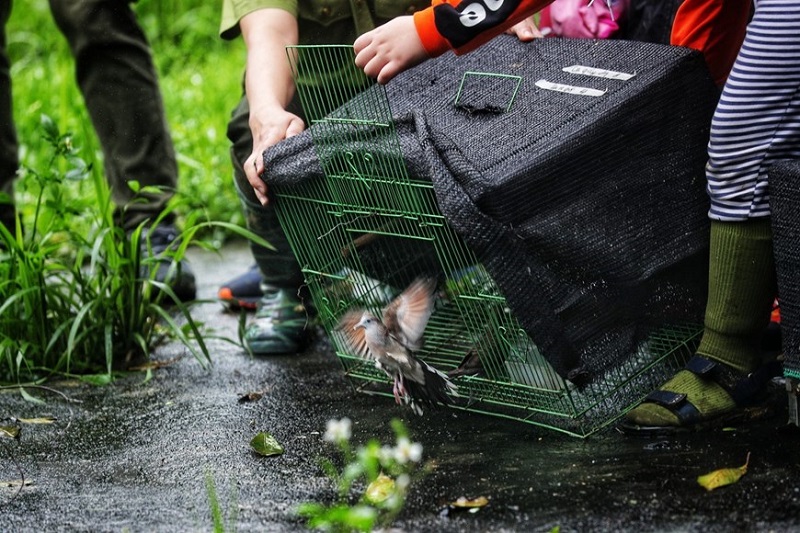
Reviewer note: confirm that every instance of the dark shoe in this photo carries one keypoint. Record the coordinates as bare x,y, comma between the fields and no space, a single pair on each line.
------------------------------------
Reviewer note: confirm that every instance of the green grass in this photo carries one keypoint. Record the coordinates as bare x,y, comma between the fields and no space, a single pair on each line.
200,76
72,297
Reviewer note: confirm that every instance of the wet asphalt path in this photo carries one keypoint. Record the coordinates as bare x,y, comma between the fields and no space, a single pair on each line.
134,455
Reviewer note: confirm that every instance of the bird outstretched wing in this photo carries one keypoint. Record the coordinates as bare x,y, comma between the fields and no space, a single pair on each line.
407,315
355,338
------------------------------------
_STATED TASK_
Pull out every line of the data above that contains the string "confirm", treating uppercase and lowercase as different.

_TASK RESPONSE_
Reviewer note: confirm that every instance of the dark shoe in this photo carries one keypoint. Record the coordinates as bare x,y, comma between the fields and no space, a single pair on each line.
Reviewer note: confirm that every instance of the green grass in this photo carries one keypoint. Record the coordinates as bare x,y, comma between the fields and no space, a single pair on each line.
Reviewer note: confirm that every instance of the wet asphalt path in this photo carries one keypoint. Record the coordinates as bare x,y, comma between the fields and no space, a single pair on each line.
Reviewer note: confirm that every instance of the bird outstretched wing in this photo carries one keypoint. Record the coordinates as bare x,y, comma between the fields and no space, a single pair on each line.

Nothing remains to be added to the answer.